* _Work instruction_
Each line from the one that contains "104 216 L 139" to the end of the material must be quoted exactly; include both end lines and nothing else.

* _Recorded data_
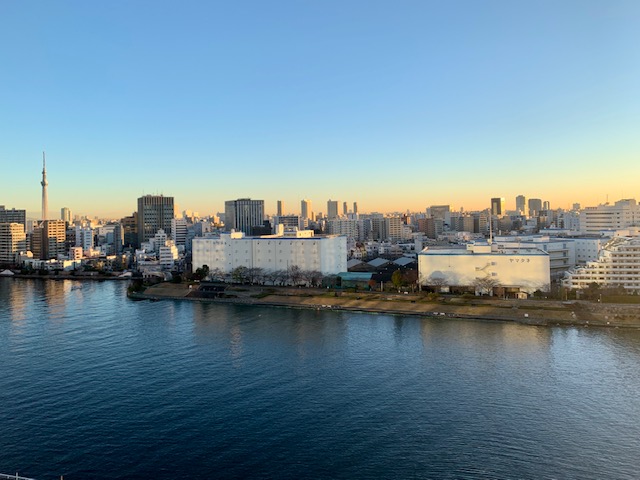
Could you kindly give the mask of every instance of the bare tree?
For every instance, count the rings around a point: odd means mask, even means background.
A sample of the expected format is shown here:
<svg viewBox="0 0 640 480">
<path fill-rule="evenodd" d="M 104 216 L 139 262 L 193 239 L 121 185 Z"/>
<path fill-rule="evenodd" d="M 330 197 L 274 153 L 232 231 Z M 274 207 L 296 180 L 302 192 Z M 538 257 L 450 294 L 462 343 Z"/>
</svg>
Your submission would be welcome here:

* _Response_
<path fill-rule="evenodd" d="M 104 216 L 139 262 L 193 239 L 121 185 Z"/>
<path fill-rule="evenodd" d="M 330 197 L 274 153 L 232 231 Z M 274 207 L 296 180 L 302 192 Z M 538 257 L 450 294 L 462 343 Z"/>
</svg>
Your submission would be welcome here:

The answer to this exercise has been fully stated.